= Source excerpt =
■ ■ ■ ■ ■ ■ ■

The learning curve for fluency with voice recognition is long but gentle. The benefits, including speed, start to show very early on.
And you may discover, as you proceed, that the computer isn’t the only one learning to recognise your speech. You may also become better able to recognise, appreciate, enjoy and improve your own various voices.
Let me know.
I’ve tried using dictation, but so far without success. Like you, way back when I tried Dragon – in my case catalysed due to computer overuse injury – but I gave up quickly because my eyes (and body) got tired having to keep such a sharp eye on the screen. As a fast touch typist…
now re-visiting the idea (again catalysed by computer overuse issues) – I’m a Mac user; all seems to be changing. I tried Dragon a few years ago when I broke my wrist, but never got it going well – felt I needed more support which I couldn’t locate. And moved back to touchtyping. Dragon will apparently no longer work with the Mac with Catalina, and / but other dictation seems much improved.
I am aware of some OU colleagues using dictation very effectively for marking tma’s – but not sure quite how they got to this state, or how much they still need to use their fingers as well.
Interesting points on how speaking to type may impact on how you express yourself. And vice versa – eg learning to speak in shorter, clearer sentences.
mmm
People also for example use standing desks more often these days – and I wonder whether we think the same way standing as sitting. I’m not sure I can – but may explore this further. It also depends on whether print/ paper or only computer/ online stuff is being used, I think.

■ ■ ■ ■ ■ ■ ■

= Stored items =
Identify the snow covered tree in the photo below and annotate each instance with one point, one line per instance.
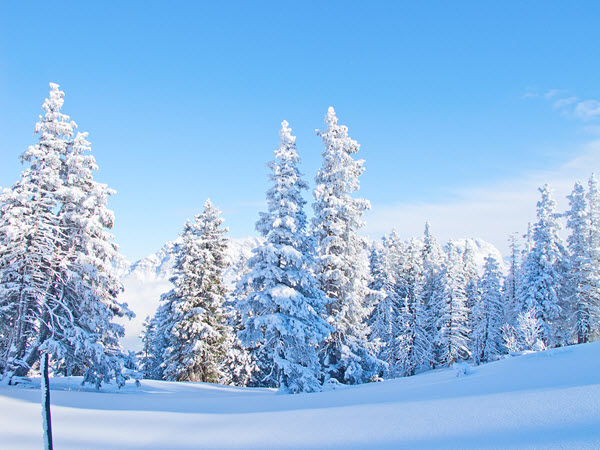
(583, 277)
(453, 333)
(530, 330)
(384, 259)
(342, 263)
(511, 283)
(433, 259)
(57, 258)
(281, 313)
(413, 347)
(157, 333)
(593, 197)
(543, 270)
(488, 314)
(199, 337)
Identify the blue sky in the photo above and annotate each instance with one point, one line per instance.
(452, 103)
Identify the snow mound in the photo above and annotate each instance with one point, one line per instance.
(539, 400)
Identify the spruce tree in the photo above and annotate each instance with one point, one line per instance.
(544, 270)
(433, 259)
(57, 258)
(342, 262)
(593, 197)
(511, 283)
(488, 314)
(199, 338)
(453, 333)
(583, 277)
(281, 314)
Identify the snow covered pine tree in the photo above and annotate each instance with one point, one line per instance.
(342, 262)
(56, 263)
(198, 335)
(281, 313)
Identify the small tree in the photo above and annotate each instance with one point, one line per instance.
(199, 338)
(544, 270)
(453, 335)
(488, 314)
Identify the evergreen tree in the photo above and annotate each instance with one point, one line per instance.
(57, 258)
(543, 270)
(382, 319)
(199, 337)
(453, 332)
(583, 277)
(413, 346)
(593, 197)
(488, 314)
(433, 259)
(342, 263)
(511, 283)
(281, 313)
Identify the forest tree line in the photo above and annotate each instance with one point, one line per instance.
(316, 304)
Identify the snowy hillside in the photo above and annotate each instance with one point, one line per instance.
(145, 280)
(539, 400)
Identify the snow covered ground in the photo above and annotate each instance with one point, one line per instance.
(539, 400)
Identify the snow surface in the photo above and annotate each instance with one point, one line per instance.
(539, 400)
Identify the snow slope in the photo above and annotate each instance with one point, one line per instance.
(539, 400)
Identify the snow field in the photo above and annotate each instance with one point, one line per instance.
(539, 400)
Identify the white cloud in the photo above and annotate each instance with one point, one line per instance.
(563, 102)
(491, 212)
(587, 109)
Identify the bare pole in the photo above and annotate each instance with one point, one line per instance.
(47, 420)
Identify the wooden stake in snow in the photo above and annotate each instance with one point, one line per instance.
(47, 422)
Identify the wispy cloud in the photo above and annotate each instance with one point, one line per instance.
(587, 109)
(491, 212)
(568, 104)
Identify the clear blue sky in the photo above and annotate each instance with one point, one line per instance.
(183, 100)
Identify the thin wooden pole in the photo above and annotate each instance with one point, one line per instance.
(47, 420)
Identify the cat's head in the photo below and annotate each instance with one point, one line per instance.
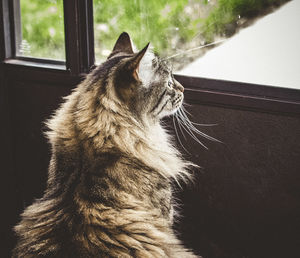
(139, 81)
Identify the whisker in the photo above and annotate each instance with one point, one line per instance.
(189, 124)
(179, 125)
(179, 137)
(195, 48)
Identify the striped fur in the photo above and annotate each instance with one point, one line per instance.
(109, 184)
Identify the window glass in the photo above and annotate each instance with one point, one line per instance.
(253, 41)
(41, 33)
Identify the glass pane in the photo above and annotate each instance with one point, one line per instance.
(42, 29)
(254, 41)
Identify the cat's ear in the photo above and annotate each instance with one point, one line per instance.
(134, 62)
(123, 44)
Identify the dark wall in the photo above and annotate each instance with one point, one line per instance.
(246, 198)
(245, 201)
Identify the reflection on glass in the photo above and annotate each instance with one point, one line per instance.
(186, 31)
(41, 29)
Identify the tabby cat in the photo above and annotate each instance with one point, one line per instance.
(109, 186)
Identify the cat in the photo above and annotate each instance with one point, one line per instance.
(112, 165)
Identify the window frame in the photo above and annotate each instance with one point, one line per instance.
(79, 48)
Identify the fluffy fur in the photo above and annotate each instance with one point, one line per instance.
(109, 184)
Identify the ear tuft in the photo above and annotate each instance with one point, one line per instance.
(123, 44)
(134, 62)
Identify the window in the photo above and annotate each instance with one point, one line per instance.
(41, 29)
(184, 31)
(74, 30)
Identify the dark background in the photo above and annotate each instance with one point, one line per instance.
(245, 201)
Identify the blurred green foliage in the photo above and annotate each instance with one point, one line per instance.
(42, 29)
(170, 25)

■ ■ ■ ■ ■ ■ ■

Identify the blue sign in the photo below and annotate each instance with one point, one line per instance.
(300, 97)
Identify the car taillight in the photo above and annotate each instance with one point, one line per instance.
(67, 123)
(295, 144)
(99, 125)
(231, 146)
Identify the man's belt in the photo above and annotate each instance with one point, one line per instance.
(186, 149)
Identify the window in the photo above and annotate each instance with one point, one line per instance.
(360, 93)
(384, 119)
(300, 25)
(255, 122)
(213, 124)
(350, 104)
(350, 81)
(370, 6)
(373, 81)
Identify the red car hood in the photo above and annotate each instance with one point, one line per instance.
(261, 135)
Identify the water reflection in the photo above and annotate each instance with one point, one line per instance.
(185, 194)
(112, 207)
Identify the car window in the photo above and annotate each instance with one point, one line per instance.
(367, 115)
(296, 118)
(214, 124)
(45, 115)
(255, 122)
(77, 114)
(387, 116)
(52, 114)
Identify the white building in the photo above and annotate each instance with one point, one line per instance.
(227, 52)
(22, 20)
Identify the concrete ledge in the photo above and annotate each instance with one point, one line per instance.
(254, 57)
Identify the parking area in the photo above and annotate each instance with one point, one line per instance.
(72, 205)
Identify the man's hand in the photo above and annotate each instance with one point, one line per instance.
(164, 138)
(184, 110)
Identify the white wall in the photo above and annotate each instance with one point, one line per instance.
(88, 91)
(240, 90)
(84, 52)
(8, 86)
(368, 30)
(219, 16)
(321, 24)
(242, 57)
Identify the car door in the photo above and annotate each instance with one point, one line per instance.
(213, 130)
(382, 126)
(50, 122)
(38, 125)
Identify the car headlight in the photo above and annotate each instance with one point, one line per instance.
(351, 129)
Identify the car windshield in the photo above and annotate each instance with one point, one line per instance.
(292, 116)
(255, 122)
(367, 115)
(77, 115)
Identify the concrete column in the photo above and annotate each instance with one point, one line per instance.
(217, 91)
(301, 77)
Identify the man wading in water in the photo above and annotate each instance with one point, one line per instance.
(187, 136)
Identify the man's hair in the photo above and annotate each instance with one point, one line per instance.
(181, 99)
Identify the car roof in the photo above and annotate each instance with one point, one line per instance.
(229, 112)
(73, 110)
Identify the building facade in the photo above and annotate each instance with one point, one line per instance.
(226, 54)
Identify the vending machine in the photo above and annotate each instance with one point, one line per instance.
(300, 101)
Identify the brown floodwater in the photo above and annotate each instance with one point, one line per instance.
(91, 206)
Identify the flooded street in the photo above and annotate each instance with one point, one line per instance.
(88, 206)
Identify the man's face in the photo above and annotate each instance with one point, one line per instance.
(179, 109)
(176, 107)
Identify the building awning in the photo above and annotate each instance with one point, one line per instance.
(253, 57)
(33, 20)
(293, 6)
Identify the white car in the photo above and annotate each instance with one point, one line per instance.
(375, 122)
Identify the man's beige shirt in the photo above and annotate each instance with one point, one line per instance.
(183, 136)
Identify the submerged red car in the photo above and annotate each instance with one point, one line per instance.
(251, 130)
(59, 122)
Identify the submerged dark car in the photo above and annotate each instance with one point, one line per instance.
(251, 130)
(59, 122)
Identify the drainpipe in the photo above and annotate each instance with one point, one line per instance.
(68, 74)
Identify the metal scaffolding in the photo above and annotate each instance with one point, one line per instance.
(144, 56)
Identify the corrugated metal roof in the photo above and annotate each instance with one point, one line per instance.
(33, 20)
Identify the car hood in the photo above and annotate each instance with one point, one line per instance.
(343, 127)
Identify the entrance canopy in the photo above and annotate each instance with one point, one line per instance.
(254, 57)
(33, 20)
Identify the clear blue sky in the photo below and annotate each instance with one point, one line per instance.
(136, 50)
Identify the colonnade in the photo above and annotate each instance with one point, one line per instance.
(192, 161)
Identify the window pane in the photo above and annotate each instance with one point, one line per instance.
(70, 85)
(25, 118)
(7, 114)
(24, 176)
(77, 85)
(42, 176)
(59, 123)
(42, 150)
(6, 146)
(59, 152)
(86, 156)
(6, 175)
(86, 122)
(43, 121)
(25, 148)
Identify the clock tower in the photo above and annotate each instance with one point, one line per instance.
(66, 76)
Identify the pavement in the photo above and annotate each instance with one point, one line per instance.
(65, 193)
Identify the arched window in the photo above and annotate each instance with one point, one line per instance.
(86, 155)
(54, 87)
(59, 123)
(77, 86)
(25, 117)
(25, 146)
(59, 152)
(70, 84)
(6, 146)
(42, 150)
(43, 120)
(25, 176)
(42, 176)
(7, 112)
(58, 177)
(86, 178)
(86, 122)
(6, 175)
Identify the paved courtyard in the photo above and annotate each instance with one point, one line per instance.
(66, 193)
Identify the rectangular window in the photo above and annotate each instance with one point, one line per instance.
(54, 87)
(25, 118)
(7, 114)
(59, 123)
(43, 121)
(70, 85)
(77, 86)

■ ■ ■ ■ ■ ■ ■

= Written request A =
Output a passage from the forum thread on dictation, beginning at the words "I’ve tried using" and stopping after the words "fingers as well.".
= Written request B =
Filter the rows, keeping every line that contains the string "cloud". The match is case-sensitive.

= Full response A =
I’ve tried using dictation, but so far without success. Like you, way back when I tried Dragon – in my case catalysed due to computer overuse injury – but I gave up quickly because my eyes (and body) got tired having to keep such a sharp eye on the screen. As a fast touch typist…
now re-visiting the idea (again catalysed by computer overuse issues) – I’m a Mac user; all seems to be changing. I tried Dragon a few years ago when I broke my wrist, but never got it going well – felt I needed more support which I couldn’t locate. And moved back to touchtyping. Dragon will apparently no longer work with the Mac with Catalina, and / but other dictation seems much improved.
I am aware of some OU colleagues using dictation very effectively for marking tma’s – but not sure quite how they got to this state, or how much they still need to use their fingers as well.

= Full response B =
Identify the white cloud in the photo above and annotate each instance with one point, one line per instance.
Identify the wispy cloud in the photo above and annotate each instance with one point, one line per instance.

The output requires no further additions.